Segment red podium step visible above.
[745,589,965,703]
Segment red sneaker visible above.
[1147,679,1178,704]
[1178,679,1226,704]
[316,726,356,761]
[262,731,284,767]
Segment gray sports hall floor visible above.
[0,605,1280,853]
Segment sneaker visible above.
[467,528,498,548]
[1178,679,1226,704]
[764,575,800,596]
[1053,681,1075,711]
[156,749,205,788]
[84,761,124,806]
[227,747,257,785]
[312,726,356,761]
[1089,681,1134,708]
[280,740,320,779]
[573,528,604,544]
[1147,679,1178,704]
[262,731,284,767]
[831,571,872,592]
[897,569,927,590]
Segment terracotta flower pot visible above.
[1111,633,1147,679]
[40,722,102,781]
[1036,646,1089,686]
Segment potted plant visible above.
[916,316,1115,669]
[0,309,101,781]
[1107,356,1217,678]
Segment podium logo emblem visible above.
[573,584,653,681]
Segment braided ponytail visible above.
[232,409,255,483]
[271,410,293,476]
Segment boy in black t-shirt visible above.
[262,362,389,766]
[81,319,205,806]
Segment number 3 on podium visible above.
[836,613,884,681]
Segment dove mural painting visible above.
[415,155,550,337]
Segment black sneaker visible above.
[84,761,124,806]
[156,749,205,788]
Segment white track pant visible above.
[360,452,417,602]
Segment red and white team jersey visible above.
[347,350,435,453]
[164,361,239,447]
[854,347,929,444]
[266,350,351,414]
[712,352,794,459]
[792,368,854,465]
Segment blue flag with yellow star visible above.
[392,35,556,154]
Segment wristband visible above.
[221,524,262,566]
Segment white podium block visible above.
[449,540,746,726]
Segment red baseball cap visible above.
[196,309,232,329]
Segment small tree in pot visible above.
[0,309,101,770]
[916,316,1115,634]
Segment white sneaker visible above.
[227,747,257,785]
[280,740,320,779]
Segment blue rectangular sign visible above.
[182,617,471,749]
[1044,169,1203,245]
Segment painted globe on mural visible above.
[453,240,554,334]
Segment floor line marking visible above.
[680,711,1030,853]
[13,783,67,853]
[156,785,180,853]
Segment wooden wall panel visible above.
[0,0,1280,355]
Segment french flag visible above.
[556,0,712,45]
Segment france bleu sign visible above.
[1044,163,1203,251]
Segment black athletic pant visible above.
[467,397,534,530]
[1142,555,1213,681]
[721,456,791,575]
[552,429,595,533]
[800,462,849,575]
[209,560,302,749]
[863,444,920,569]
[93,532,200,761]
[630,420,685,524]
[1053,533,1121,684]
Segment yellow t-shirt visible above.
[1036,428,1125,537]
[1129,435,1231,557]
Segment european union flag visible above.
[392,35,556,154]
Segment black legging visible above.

:: Task to complete ::
Please retype the stretch of the listing above, from its first line through the line containing "[897,569,927,590]", including both ends and keeping every character unchanged.

:: The result ::
Segment red podium step visible above.
[745,589,965,703]
Segment red sneaker visible above.
[1147,679,1178,704]
[1178,679,1226,704]
[316,726,356,761]
[262,731,284,767]
Segment gray sports hall floor visible above.
[0,605,1280,853]
Segment sneaker visible above.
[467,528,498,548]
[1178,679,1226,704]
[764,575,800,596]
[1053,681,1075,711]
[156,749,205,788]
[84,761,124,806]
[227,747,257,785]
[312,726,356,761]
[1089,681,1134,708]
[280,740,320,779]
[573,528,604,544]
[1147,679,1178,704]
[262,731,284,767]
[831,571,872,592]
[897,569,927,590]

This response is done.